**Task goal:** List each line of the rows below that contains the word "shirt".
***
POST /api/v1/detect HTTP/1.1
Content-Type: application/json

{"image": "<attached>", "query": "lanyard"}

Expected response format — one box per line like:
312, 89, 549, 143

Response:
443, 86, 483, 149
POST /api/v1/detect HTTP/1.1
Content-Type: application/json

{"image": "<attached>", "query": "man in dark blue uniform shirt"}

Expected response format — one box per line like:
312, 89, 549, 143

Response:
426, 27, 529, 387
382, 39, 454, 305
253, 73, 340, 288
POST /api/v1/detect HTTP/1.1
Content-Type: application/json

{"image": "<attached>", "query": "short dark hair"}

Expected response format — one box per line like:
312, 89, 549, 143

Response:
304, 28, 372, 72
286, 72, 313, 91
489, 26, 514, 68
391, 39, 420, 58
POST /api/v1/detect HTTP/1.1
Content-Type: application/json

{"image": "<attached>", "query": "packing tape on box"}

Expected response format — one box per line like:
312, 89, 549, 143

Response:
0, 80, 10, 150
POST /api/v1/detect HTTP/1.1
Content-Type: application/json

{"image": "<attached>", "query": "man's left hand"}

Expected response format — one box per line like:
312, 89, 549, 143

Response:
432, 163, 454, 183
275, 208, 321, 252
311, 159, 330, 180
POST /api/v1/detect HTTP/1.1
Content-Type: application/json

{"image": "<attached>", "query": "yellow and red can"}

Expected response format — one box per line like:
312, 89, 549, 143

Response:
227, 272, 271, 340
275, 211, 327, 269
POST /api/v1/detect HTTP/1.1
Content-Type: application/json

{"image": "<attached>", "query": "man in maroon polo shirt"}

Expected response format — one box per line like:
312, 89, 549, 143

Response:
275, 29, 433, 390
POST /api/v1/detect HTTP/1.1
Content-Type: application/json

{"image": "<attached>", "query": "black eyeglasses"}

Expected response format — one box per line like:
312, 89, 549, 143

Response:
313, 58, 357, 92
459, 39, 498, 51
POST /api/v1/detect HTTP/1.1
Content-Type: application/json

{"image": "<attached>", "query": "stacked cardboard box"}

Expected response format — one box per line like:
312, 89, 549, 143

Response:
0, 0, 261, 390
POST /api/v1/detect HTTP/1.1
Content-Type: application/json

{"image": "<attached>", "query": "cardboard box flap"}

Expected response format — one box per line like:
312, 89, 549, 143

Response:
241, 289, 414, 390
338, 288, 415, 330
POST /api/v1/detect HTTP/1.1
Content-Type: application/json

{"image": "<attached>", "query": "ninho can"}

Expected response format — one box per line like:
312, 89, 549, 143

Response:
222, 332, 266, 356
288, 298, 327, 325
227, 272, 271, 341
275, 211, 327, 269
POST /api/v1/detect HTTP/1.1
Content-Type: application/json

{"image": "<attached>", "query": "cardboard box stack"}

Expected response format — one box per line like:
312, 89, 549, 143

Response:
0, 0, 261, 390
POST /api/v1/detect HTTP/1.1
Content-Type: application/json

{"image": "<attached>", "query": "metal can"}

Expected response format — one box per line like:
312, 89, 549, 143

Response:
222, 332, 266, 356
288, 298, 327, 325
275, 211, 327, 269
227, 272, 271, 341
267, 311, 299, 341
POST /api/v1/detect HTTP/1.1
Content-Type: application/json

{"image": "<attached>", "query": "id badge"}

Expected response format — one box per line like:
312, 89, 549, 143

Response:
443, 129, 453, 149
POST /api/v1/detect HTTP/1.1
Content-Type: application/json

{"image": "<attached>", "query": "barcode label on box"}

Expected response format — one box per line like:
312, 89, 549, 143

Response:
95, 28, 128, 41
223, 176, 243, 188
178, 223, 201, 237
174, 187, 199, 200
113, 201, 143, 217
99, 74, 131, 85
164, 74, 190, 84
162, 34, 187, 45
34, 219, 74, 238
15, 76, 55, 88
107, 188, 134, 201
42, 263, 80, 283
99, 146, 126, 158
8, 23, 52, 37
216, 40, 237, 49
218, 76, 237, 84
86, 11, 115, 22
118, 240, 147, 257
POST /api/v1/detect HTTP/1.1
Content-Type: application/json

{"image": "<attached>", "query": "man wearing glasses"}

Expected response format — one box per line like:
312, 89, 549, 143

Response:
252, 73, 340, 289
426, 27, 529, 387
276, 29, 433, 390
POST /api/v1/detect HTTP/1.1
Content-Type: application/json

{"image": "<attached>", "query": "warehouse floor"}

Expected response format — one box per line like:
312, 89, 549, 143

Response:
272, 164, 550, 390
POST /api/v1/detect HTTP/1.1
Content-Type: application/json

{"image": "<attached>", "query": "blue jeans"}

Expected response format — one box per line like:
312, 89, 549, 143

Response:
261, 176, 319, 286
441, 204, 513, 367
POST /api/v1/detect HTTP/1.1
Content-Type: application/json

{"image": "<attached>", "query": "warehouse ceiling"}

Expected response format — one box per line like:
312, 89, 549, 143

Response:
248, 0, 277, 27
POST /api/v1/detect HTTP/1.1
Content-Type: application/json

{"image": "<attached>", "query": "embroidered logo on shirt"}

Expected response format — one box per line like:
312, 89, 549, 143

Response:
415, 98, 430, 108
***
**Full response:**
{"image": "<attached>", "query": "man in dark blue uniform shirt"}
{"image": "<attached>", "query": "man in maroon polo shirt"}
{"image": "<attached>", "query": "embroidered logo on shirt"}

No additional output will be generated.